◆ TEXT BLOCK:
==*==
Admittedly, 2021 is off to a rocky start, but for travelers champing at the bit to resume transatlantic travel, there is plenty to be optimistic about.
The term “revenge travel” is starting to trend in the industry, referring to the projected boom travel sellers expect to see once the pandemic is safely behind us and border restrictions are lifted. The term refers to the notion that people whose travel plans in 2020 were canceled or delayed will take to the skies with a vengeance once they can.
In fact, revenge travel is one of several emerging trends Overseas Adventure Travel (OAT), which specializes in customized small-group travel for Americans age 50 and older, is seeing on the horizon for 2021 and beyond.
OAT is part of Boston-based Grand Circle Corp.’s group of travel companies, which also include Grand Circle Cruise Line and Grand Circle Travel. Although the company does not work with travel advisors, their research signals good news for the entire industry.
“We can now see the light as travel begins to open up in the wake of the vaccine,” said Mark C. Frevert, chief architect and chief relationship officer at OAT. “Many travelers are eagerly awaiting the chance to travel again, with some notable differences in how they’ll travel compared to prior years.”
Solo travelers, in particular, are fueling the revenge travel trend, according to a recent Solo Traveler survey, conducted in conjunction with OAT. Nearly half of the 3,000 survey respondents reported an intention to travel even more in the post-Covid future than they had previously.
==*==
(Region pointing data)

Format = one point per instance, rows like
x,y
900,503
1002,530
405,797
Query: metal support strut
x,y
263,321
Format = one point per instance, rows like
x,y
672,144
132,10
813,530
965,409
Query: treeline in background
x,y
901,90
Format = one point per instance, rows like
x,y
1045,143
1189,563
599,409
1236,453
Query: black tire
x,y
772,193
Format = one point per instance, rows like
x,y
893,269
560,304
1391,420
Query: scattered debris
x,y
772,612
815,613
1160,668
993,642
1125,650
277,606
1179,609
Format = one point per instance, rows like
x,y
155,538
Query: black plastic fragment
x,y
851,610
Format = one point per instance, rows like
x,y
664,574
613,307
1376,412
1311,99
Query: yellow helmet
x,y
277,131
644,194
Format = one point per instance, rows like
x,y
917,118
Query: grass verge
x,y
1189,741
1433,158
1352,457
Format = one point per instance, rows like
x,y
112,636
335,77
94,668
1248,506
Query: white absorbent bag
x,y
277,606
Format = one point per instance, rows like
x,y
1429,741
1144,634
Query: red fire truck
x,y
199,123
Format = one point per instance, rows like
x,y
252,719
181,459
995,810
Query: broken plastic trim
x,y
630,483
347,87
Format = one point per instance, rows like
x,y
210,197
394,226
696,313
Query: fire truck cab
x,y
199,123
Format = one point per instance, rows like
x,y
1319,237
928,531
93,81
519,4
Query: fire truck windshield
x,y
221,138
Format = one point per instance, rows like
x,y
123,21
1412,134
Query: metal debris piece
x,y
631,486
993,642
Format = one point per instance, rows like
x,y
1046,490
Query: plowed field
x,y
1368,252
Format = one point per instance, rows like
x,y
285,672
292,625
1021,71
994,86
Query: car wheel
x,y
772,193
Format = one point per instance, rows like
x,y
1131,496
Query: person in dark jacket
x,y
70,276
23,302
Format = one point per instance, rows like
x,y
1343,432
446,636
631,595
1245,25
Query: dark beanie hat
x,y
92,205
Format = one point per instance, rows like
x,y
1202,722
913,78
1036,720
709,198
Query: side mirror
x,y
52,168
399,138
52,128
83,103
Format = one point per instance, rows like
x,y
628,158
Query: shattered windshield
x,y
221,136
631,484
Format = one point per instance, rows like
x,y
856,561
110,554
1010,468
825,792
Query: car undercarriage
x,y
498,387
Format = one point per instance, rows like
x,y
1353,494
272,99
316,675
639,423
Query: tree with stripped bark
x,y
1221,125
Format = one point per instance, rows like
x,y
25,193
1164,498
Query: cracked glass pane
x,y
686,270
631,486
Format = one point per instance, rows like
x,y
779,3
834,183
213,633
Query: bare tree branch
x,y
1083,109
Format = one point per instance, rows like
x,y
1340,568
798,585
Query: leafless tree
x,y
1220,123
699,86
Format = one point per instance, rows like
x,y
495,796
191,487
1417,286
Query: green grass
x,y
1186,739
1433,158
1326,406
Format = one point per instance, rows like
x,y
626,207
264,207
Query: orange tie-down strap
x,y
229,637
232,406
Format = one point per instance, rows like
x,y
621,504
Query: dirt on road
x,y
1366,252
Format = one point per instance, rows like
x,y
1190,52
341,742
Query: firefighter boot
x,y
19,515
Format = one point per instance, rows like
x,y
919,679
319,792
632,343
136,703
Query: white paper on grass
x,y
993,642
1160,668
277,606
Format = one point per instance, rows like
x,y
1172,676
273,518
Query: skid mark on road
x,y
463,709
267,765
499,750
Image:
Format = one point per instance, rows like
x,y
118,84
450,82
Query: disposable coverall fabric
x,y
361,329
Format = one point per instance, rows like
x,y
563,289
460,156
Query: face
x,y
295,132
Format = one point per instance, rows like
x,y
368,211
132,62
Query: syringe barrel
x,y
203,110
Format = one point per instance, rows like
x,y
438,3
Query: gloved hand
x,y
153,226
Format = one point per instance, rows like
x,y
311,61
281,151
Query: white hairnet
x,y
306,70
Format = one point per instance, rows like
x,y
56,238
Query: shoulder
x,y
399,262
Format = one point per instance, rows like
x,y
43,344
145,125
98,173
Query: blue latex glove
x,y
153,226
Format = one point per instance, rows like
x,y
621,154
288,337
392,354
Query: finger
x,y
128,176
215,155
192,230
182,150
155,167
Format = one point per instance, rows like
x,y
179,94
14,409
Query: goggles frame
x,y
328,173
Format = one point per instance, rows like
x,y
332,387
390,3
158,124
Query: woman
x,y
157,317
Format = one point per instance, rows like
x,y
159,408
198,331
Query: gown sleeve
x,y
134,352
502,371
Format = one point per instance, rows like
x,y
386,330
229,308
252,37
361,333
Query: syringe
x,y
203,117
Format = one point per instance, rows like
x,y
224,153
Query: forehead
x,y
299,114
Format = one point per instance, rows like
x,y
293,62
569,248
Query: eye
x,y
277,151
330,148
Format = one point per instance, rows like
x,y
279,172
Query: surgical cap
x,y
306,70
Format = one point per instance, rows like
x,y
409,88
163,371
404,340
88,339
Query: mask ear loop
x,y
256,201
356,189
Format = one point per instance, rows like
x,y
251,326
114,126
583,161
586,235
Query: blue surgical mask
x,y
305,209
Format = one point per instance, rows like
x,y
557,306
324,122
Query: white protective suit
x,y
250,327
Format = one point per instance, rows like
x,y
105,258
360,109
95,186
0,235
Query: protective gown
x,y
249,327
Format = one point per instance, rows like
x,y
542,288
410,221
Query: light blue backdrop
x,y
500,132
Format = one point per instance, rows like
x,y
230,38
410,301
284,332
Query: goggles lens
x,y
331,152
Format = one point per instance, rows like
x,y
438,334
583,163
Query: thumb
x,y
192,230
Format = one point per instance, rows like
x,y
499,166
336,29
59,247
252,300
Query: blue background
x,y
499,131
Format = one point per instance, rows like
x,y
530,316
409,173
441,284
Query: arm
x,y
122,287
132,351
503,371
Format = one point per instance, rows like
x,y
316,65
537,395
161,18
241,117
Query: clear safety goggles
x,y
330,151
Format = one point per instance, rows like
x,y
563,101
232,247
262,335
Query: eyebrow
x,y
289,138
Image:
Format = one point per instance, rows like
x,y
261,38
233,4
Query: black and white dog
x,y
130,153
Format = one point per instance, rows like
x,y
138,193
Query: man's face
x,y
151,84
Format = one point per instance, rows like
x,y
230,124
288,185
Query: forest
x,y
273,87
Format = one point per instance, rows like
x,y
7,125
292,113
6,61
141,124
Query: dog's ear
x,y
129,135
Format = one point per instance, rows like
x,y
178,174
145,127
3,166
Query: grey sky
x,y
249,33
==*==
◆ EXERCISE DESCRIPTION: List the travel companies that the travel trends article names as part of Grand Circle Corp.'s group.

◆ ANSWER TO THE PROBLEM: Overseas Adventure Travel (OAT), Grand Circle Cruise Line, Grand Circle Travel